AIM OF THE TASK → Only the lines from the one with "the person in" onward are wanted, through the last line of the entries, set down exactly.

### PROVIDED RECORDS ###

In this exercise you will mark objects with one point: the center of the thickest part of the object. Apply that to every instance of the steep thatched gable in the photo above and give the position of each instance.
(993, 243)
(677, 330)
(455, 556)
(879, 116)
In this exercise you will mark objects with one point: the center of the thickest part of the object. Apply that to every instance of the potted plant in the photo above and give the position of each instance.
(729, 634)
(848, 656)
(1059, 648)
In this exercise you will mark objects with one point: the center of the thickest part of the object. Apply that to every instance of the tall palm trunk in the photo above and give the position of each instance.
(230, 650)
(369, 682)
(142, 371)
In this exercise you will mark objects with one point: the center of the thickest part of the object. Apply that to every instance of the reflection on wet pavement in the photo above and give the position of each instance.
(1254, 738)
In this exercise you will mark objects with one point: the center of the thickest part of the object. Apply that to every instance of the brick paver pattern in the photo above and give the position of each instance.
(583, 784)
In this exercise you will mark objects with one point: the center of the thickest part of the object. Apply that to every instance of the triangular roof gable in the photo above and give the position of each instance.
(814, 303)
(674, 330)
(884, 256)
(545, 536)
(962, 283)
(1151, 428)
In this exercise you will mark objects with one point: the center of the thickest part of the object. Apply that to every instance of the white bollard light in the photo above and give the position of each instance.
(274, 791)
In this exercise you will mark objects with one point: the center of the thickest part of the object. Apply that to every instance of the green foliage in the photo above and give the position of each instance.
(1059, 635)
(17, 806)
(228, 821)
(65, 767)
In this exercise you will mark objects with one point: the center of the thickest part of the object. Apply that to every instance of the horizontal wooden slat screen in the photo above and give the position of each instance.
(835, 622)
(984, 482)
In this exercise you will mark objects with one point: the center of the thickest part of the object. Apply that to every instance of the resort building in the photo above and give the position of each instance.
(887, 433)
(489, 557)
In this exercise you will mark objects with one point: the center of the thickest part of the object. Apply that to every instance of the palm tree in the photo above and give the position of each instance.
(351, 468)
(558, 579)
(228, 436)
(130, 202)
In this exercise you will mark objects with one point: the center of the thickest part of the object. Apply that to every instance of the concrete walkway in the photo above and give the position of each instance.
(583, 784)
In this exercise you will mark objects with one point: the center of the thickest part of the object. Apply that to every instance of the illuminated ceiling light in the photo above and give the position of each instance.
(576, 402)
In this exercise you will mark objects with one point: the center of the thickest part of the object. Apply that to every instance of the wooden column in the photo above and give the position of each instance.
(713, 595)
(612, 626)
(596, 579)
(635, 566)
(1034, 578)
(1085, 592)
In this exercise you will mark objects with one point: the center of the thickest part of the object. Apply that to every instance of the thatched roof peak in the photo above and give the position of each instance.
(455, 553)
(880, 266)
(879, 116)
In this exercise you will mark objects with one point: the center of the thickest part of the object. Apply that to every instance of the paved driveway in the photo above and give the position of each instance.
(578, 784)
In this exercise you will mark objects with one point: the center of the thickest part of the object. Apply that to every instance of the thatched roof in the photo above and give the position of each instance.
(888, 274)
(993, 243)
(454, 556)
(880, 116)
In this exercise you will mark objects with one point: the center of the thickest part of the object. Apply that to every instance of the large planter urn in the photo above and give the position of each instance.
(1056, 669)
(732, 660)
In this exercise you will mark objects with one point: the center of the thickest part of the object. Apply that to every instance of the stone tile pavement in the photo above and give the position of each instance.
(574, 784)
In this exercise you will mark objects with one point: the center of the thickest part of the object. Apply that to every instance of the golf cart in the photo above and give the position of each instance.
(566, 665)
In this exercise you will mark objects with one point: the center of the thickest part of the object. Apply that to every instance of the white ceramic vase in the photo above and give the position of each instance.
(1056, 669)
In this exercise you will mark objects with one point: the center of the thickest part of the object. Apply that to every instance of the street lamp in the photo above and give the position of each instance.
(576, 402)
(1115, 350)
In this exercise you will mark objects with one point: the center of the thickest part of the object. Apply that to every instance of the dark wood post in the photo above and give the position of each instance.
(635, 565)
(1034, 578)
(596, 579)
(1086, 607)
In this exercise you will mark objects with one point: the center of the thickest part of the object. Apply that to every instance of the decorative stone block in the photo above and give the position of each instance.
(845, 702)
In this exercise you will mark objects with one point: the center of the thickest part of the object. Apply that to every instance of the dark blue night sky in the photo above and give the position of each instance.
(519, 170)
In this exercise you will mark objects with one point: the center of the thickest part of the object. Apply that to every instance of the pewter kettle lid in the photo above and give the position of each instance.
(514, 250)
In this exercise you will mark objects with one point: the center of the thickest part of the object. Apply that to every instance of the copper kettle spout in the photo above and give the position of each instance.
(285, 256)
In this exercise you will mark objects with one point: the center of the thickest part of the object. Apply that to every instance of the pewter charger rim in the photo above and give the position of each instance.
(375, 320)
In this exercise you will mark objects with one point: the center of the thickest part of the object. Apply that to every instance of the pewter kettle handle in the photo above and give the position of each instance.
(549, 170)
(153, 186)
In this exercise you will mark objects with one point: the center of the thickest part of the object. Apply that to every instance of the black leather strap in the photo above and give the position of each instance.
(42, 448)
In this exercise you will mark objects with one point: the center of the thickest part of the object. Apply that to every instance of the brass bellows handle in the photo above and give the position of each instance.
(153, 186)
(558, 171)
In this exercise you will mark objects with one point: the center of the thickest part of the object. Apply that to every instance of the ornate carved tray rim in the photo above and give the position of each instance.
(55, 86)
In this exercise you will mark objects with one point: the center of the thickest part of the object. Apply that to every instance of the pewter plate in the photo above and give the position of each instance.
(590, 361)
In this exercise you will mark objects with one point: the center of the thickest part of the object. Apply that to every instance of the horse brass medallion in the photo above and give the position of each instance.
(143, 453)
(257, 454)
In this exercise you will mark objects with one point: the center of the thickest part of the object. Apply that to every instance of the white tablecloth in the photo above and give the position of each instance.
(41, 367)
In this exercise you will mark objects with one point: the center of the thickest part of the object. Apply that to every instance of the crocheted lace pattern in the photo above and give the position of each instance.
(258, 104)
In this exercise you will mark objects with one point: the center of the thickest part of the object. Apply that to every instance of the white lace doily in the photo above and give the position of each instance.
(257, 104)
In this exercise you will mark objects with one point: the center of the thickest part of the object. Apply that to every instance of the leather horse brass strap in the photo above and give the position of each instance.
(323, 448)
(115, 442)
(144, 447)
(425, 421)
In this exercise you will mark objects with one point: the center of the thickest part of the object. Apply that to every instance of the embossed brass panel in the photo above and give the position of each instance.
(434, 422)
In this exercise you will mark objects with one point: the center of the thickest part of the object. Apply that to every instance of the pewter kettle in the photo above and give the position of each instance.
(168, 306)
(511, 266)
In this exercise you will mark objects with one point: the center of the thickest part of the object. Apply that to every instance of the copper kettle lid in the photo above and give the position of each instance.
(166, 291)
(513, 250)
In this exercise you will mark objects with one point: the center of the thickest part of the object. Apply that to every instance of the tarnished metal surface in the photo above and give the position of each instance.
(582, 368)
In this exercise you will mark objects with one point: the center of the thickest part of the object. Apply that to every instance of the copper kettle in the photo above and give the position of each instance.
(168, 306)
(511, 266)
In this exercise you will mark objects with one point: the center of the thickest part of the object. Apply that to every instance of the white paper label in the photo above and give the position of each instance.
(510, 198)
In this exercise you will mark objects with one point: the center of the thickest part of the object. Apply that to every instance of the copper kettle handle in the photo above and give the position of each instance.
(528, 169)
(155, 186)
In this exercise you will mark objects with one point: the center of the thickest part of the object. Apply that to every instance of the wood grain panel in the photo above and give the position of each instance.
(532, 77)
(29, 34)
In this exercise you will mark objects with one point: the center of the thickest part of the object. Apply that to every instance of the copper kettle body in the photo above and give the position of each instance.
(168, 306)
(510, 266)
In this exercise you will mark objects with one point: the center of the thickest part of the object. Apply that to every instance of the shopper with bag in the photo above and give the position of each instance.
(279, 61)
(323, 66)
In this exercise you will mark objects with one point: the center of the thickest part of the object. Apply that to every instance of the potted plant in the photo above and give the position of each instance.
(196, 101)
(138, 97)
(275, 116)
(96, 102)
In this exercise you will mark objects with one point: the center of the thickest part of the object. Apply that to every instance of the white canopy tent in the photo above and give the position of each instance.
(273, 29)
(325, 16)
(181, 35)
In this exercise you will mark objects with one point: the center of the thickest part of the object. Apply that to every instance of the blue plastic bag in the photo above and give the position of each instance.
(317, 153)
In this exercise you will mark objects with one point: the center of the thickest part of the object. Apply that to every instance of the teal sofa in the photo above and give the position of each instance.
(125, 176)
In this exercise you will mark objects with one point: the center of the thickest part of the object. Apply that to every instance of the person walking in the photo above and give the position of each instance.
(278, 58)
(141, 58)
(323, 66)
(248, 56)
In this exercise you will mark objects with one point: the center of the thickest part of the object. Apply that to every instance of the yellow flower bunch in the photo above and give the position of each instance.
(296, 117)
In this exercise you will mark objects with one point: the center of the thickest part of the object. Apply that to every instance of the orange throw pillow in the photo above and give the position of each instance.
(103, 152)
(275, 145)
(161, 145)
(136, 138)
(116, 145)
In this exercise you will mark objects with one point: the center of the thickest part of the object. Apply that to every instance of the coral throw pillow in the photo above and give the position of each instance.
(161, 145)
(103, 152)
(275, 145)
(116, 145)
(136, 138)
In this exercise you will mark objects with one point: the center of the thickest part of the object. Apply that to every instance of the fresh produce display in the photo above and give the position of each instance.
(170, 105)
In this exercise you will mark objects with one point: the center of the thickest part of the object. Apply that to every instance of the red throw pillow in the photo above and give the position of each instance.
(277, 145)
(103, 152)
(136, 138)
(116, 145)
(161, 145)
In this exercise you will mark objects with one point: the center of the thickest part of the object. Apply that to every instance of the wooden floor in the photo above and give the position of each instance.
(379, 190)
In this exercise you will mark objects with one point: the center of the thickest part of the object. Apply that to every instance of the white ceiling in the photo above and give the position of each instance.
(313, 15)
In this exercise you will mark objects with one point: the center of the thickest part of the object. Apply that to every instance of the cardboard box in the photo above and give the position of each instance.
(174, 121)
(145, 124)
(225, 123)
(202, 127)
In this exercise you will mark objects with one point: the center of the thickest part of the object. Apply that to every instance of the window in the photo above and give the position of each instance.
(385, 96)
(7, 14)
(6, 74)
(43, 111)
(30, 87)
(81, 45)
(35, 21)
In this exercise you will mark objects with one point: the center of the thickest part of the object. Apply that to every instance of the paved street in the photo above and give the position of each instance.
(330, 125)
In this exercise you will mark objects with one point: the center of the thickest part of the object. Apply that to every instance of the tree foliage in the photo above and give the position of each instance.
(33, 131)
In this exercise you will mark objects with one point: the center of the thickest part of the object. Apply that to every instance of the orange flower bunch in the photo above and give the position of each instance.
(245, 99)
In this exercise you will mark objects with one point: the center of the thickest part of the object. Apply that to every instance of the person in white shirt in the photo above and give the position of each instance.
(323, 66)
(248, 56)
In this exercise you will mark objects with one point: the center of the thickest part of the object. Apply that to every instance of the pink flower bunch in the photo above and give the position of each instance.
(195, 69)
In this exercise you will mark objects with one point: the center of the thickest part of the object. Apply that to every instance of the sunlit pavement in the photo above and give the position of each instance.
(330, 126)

###

SOLUTION FOR THIS EXERCISE →
In this exercise you will mark objects with one point: the center of the thickest part of the object. Apply that to every instance of the person in white shirt in the photo above and give the position of each instance.
(323, 66)
(248, 56)
In this exercise you will mark objects with one point: the center of the thickest part of the object. Apply that to every instance of the pink flower bunch in the photo above and give the position of each instance.
(195, 69)
In this exercise you will mark objects with one point: the center of the thickest part of the object. Apply that to every instance of the sunlit pavement in the photo above and give the position of each instance.
(330, 126)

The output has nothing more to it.